2) Tahap apresiasi yang masih ragu-ragu atau berada antara
tahap kesatu dan ketiga, pembaca pada tahap kedua tertarik tidak hanya pada
alur cerita. Pembaca pada tahap ini mulai bertanya tentang apa yang terjadi
pada suatu cerita dan mendalami isi cerita untuk mendapatkan makna lebih dalam.
Pembaca menikmati dan mengeksplorasi cerita untuk melihat bagaimana pengarang,
penyair, atau seniman memperkuat makna dengan teks itu.
3) Tahap kegembiraan secara sadar, tahap pembaca yang sudah
matang dan menemukan kegembiraan dalam banyak jenis bacaan dan banyak periode
waktu, memberikan penghargaan pada aliran dan pengarangnya, dan memberikan
tanggapan kritis sehingga mendapatkan kegembiraannya secara sadar.
3. Ciri-Ciri Sastra Anak
a.
Unsur pantangan, merupakan unsur yang secara khusus berkenaan dengan tema dan amanat. Secara
umum, dapat dikatakan bahwa sastra anak menghindari atau pantangan terhadap
persoalan-persoalan yang menyangkut masalah seks, cinta yang erotis, dendam
yang menimbulkan kebencian, kekejaman, prasangka buruk, kecurangan yang jahat,
dan masalah kematian.
b. Penyajian
dengan gaya secara langsung, adalah bahwa sajian cerita merupakan
deskripsi secara singkat dan langsung menuju sasarannya, mengetengahkakan gerak
yang dinamis, dan jelas sebab-sebabnya. Tokohnya juga digambarkan hitam dan
puttih. Hitam untuk tokoh yang jahat dan putih untuk tokoh yang baik,
c. Fungsi terapan, adalah
sajian cerita yang harus bersifat informatif dan mengandung unsur-unsur yang bermanfaat, baik untuk pengetahan
umum, keterampilan khusus, maupun untuk pertumbuhan anak.
4. Jenis Sastra Anak
a. Jenis karya sastra anak yang mengetengahkan tokoh utama yang berasal dari alam benda mati, seperti batu, sungai, air laut, mobil, dll.
○ ○ ○
TUGAS LATIHAN
• A. Jawablah pertanyaan berikut berdasarkan teks tentang sastra anak.
(i) Pada tahap apresiasi kedua, apa yang mulai ditanyakan pembaca?
(ii) Persoalan apa saja yang dihindari sastra anak menurut unsur pantangan?
(iii) Dalam penyajian dengan gaya langsung, warna apa yang dipakai untuk tokoh yang baik?
• B. Lanjutkan teks tentang sastra anak mulai setelah kalimat terakhirnya.
○ ○ ○
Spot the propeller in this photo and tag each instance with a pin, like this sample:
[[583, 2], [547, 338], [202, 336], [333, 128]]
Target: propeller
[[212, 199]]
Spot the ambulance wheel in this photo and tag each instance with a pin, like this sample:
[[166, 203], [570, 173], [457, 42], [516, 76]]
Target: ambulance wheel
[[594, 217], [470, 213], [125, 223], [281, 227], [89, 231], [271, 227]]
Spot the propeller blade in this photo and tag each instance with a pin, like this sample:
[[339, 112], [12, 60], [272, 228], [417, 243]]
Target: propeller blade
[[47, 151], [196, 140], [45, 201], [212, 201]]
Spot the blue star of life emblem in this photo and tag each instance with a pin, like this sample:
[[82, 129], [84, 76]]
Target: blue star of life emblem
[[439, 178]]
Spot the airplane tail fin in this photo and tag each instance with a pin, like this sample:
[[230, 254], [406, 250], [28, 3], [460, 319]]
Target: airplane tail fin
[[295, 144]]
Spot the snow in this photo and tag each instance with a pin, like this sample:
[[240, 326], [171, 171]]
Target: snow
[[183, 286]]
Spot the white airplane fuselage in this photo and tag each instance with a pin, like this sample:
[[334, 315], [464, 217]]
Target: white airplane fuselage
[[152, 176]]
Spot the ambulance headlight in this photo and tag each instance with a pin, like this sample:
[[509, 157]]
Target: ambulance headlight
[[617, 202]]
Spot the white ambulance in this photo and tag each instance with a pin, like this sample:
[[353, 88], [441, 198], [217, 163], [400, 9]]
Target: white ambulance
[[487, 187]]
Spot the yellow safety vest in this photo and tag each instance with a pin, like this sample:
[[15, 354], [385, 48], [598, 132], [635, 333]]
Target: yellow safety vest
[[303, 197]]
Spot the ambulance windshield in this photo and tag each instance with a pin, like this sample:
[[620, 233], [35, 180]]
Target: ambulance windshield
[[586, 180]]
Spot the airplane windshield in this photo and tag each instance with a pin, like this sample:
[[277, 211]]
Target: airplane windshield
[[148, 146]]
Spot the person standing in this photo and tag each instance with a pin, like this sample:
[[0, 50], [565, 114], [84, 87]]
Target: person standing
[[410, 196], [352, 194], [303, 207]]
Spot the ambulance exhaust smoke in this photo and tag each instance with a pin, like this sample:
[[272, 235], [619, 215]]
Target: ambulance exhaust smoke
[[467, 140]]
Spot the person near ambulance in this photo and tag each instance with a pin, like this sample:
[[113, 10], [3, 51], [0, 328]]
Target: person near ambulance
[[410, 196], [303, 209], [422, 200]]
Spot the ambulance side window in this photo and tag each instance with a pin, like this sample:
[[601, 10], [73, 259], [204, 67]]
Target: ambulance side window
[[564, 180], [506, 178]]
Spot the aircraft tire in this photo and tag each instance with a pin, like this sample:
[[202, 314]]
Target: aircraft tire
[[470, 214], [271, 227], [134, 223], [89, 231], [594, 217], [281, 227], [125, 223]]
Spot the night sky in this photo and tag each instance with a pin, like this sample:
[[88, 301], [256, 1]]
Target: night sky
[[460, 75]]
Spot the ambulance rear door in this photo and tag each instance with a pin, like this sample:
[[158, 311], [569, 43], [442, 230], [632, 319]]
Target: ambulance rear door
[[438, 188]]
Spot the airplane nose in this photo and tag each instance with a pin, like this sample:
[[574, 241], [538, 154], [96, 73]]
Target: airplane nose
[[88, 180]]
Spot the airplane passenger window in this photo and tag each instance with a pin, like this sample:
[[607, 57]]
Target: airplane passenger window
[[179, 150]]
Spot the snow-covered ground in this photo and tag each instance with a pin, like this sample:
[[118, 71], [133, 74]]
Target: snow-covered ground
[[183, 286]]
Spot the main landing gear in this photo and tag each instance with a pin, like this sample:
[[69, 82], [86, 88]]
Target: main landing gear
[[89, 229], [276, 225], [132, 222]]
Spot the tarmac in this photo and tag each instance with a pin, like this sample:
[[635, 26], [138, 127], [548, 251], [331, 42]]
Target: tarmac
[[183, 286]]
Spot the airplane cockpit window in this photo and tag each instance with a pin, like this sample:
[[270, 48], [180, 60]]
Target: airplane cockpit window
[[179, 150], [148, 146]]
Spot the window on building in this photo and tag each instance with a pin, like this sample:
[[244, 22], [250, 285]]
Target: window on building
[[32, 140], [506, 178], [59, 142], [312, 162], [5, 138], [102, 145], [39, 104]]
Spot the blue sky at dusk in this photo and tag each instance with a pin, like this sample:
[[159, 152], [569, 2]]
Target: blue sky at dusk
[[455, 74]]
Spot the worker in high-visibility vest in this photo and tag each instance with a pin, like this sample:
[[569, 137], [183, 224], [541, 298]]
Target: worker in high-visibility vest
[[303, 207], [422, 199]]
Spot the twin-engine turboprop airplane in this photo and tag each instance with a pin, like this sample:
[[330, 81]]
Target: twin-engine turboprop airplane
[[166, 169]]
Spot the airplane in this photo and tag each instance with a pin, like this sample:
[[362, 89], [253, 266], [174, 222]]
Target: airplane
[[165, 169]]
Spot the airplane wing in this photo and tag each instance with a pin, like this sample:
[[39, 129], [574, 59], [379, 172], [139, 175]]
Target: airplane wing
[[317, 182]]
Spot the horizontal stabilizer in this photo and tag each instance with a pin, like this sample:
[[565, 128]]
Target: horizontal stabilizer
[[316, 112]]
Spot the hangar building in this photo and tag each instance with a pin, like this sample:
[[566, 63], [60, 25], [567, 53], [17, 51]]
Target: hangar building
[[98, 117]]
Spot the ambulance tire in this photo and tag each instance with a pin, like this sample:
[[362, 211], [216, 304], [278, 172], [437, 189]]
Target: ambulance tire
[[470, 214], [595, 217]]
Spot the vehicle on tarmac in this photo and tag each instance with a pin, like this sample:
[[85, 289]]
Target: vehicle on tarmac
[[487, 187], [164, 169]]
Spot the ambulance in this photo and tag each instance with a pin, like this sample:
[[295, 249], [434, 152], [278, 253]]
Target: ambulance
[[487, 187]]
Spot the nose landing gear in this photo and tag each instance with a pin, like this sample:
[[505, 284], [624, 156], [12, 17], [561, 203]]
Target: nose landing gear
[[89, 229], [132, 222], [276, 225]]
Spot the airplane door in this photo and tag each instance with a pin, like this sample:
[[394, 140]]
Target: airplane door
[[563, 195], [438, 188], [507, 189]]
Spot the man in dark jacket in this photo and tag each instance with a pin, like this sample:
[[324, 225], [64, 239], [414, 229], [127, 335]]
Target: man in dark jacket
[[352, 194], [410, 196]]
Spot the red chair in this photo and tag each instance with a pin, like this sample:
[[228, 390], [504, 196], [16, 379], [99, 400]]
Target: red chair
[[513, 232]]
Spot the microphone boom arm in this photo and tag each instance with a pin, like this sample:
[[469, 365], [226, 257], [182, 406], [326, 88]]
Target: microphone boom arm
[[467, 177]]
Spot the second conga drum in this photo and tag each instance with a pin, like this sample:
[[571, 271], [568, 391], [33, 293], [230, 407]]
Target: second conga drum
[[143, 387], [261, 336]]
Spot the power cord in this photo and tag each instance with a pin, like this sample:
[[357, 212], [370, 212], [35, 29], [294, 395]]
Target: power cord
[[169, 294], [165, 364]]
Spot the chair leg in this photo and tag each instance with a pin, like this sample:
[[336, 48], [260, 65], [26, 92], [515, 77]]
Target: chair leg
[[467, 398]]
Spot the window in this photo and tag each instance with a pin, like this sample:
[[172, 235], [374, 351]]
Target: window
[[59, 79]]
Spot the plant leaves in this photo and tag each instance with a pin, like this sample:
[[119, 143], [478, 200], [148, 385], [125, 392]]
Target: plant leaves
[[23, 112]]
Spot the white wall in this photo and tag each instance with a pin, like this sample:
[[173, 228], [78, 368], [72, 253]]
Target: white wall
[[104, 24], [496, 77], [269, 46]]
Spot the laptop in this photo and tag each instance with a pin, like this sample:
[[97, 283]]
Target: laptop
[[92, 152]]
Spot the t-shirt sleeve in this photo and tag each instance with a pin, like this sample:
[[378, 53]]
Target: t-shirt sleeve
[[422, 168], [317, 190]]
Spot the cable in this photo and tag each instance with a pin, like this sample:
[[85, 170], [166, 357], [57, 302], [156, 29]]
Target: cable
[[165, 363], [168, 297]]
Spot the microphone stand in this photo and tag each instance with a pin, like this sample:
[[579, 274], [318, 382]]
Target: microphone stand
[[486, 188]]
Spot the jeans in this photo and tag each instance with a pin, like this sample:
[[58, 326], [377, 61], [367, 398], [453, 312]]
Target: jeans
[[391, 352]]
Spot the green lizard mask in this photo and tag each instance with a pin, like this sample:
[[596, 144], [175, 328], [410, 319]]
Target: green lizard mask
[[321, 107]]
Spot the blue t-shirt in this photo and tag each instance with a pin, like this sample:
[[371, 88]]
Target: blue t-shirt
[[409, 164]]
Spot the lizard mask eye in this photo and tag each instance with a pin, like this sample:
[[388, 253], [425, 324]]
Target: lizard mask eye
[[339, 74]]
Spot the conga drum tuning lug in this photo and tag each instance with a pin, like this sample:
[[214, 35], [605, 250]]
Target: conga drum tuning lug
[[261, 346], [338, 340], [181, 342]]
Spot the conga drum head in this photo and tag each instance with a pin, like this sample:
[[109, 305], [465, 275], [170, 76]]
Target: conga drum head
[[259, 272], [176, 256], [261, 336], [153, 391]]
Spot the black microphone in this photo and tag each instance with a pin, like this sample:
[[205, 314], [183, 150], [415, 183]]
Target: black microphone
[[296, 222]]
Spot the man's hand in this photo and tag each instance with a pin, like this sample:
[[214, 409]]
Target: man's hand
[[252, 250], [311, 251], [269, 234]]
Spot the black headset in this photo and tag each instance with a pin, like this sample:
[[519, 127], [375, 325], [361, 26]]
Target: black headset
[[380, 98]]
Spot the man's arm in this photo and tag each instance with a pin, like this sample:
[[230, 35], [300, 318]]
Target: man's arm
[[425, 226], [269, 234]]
○ ○ ○
JAWABAN PER TUGAS
• A.
(i) Pembaca mulai bertanya tentang apa yang terjadi pada suatu cerita.
(ii) Masalah seks, cinta yang erotis, dendam yang menimbulkan kebencian, kekejaman, prasangka buruk, kecurangan yang jahat, dan masalah kematian.
(iii) Putih.

• B.
b. Jenis karya sastra anak yang mengetengahkan tokoh utama yang berasal dari
alam benda hidup yang bukan manusia, seperti bunga sepatu, buaya, ikan hiu, si Kancil, dll.
c.
Jenis karya sastra anak yang mengetengahkakn tokoh utama yang berasal dari
alam manusia itu sendiri, seperti dalam kisah Cinderella, Bawang Merah dan Bawang Putih, dan Putri Salju.
a.
Dongeng
b.
Fabel
c.
Cerita Rakyat
d.
Legenda
e.
Puisi
f.
Drama
g.
Novel
B.
Apresiasi
Karya Sastra
Sasaran jangka panjang pengajaran
sastra di SD ialah mengembangkan kesukaan membaca karya sastra yang bermutu
sehingga anak dapat mengapresiasi karya sastra itu sendiri. Ada 2 bentuk
apresiasi terhadap karya sastra, yaitu:
1. Apresiasi Karya Sastra Reseptif
a. Pendekatan
emotif, yang melatarbelakangi lahirnya
pendekatan emotif tidak lain karena karya sastra adalah salah satu bagian dari
karya seni yang sarat berbagai nilai-nilai estetis. Nilai estetis tersebut
diharapkan dapat dinikmati oleh masyarakat luas termasuk murid SD dalam
berbagai media cetak dan elektronik agar mereka dapat memperoleh hiburan yang
mendidik.
b. Pendekatan didaktis, pendekatan ini
ada karena mutu karya sastra antara lain ditentukan oleh ada tidaknya nilai
kemanfaatan didaktis yang terkandung di dalamnya. Semakin banyak mengandung
nilai kemanfaatan didaktis-humanistik semakin tinggi pula mutu karya sastra itu.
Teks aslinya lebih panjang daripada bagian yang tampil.